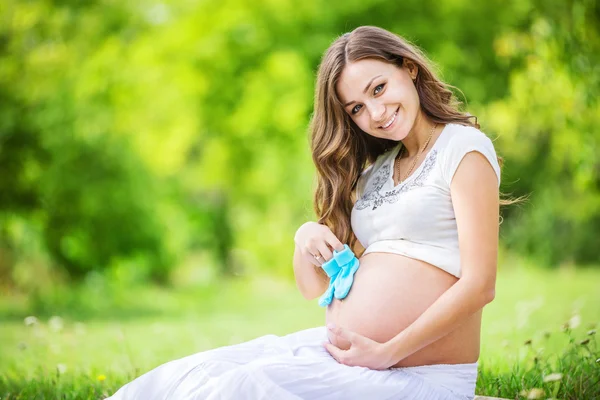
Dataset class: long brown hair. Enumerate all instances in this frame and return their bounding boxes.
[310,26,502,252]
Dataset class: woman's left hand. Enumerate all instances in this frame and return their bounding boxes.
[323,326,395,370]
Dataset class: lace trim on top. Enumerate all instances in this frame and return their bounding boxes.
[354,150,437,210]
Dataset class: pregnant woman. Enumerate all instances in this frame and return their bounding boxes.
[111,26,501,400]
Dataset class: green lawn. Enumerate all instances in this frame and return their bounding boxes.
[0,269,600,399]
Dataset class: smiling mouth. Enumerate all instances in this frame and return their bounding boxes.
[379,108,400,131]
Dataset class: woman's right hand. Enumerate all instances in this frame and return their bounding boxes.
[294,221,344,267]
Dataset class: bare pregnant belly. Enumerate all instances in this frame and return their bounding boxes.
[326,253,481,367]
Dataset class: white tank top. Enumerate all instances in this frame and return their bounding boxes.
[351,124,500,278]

...

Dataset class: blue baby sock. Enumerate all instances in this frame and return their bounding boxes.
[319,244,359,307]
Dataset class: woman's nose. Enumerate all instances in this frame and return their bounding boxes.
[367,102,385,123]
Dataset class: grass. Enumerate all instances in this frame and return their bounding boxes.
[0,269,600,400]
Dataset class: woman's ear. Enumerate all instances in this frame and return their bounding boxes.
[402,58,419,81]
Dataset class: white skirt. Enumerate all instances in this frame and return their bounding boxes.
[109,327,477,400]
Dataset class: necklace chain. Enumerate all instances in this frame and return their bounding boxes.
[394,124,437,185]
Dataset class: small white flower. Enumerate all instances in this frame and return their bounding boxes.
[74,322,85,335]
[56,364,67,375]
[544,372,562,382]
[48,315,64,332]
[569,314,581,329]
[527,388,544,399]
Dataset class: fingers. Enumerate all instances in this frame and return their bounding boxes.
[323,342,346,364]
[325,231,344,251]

==

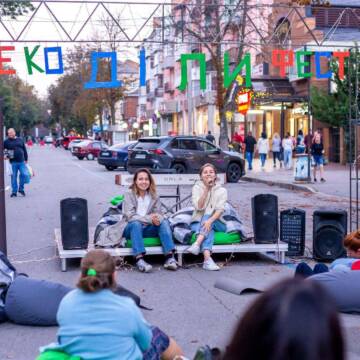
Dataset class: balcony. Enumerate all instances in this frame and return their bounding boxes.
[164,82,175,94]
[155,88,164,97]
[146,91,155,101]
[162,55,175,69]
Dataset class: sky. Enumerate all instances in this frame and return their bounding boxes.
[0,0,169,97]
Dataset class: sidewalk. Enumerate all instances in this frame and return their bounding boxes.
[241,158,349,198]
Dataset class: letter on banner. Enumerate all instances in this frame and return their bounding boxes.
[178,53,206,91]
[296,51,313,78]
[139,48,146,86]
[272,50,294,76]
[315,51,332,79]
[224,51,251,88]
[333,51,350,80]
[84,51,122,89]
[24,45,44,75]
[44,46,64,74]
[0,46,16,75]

- _WRITTEN TASK_: Write out, unchanged, the lines from the one containing "Dataset class: green" up to and including the one containing "[351,124,500,278]", and nothing else.

- _ANSWER IN FULL_:
Dataset class: green lawn. Enumerate all instances in this frame and return their bounding boxes.
[0,269,600,399]
Dataset class: smiling mouth. Enumerate all instances in this frame and return their bounding boxes.
[379,108,400,131]
Dataset class: woman's right hand. Enumerate all instances in this frame and return their bounding boxes.
[294,221,344,267]
Dataset class: bare pregnant belly. Enumerate all instances in this frame and return their bounding boxes.
[326,253,481,367]
Dataset class: white tank top. Enumerate all instances in this frame and return their bounding boxes.
[351,124,500,278]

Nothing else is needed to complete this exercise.